What you have to do —
Render each line of the listing below as a numbered list, omitting any blank lines.
* START Material provided *
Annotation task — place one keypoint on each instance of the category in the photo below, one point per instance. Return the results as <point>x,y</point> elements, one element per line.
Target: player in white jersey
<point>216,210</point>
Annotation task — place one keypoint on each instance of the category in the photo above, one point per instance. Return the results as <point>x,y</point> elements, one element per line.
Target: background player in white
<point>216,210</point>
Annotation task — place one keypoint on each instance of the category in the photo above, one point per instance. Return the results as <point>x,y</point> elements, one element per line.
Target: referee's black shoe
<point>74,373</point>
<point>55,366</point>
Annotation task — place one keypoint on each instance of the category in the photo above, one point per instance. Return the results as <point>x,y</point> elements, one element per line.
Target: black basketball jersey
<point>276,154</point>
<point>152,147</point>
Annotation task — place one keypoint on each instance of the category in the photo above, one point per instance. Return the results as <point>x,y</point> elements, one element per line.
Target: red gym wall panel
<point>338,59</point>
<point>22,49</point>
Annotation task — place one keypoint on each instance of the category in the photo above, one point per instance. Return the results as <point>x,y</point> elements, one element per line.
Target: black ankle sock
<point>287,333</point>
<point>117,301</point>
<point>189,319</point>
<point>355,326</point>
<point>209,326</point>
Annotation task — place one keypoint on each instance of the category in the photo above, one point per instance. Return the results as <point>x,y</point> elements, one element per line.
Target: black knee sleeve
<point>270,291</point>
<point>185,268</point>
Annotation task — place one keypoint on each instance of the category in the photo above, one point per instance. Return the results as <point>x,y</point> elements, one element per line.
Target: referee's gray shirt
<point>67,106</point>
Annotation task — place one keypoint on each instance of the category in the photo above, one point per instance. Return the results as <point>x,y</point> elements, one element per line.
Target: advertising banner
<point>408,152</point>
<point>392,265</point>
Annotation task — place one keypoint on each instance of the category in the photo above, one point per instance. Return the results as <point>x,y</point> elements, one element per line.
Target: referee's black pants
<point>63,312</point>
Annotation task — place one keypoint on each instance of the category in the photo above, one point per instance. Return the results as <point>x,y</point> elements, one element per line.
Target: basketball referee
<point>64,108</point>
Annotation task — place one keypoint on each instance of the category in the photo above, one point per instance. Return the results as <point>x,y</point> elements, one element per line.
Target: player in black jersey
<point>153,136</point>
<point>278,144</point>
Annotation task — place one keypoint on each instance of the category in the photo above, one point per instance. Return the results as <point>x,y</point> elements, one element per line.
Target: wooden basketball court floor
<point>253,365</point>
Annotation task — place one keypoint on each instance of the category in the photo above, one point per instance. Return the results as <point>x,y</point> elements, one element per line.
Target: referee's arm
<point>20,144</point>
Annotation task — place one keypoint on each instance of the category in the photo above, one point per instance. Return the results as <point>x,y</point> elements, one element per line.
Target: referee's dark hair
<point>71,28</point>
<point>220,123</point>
* END Material provided *
The solution —
1. Annotation task — place one keypoint on each instance of the category in the photo below, one point per instance. Return the results as <point>x,y</point> elements, one element per line.
2. Target: player in white jersey
3. <point>216,210</point>
4. Annotation task — place one keypoint on each instance of the category in the photo above, one point per instance. Return the results as <point>x,y</point> elements, one element per line.
5. Target: background player in white
6. <point>216,210</point>
7. Annotation task — place one keypoint on each instance of the category in the photo above, one point per instance. Return the results as <point>x,y</point> elements, one element per line.
8. Target: referee's black shoe
9. <point>74,373</point>
10. <point>55,366</point>
11. Annotation task — place one keypoint on each instance of the category in the photo above, one point per instance. Return the results as <point>x,y</point> elements, one element per line.
12. Target: black basketball jersey
13. <point>276,154</point>
14. <point>152,147</point>
15. Annotation task — place one keypoint on each instance of the category in the photo above, one point per instance. Return the results as <point>x,y</point> elements, one element per line.
16. Target: red gym wall panel
17. <point>338,59</point>
18. <point>22,49</point>
19. Annotation task — place one keypoint on each instance of the category in the photo above, one point per instance. Return the results as <point>x,y</point> elements, one element per line.
20. Target: black ankle sock
21. <point>287,333</point>
22. <point>117,301</point>
23. <point>189,319</point>
24. <point>355,326</point>
25. <point>209,326</point>
26. Annotation task — place one keypoint on each instance of the category in the photo above, one point per instance. Return the results as <point>x,y</point> elements, one element per line.
27. Target: black knee sleeve
28. <point>270,291</point>
29. <point>185,268</point>
30. Annotation task — place one keypoint on each instance of the category in the photo above, one point per instance. Return the results as <point>x,y</point> elements, one element per line.
31. Target: referee's gray shirt
32. <point>67,106</point>
33. Annotation task — place one keypoint on each instance of the category in the photo above, one point per instance. Return the results as <point>x,y</point> elements, one element per line.
34. Target: advertising banner
35. <point>408,152</point>
36. <point>392,265</point>
37. Annotation task — place one keypoint on each instance of the category in the photo above, one point per instance. Return the results as <point>x,y</point> elements, one element per line.
38. Target: referee's black pants
39. <point>63,312</point>
40. Annotation task — place one keypoint on each instance of the category in the photo above, one point per instance. Return the results as <point>x,y</point> elements, one element per line.
41. Target: basketball referee
42. <point>64,108</point>
43. Annotation task — place one keypoint on each instance of the category in the photo above, one point per instance. Return the results as <point>x,y</point> elements, one element per line.
44. Target: player in black jersey
45. <point>153,136</point>
46. <point>278,144</point>
47. Annotation task — place one keypoint on each instance of the category in the photo above, one point per instance. Return the results as <point>x,y</point> elements, one element per line.
48. Target: wooden basketball court floor
49. <point>253,365</point>
50. Annotation task — place one keypoint on each instance of the category in the photo above, one point per instance. Return the results as <point>x,y</point> elements, one element per line.
51. Target: referee's arm
52. <point>20,144</point>
53. Annotation task — place one keypoint on each instance of the category in the photo above, one point per instance. Return the results as <point>x,y</point> elements, one element per line.
54. Target: referee's dark hair
55. <point>71,28</point>
56. <point>220,123</point>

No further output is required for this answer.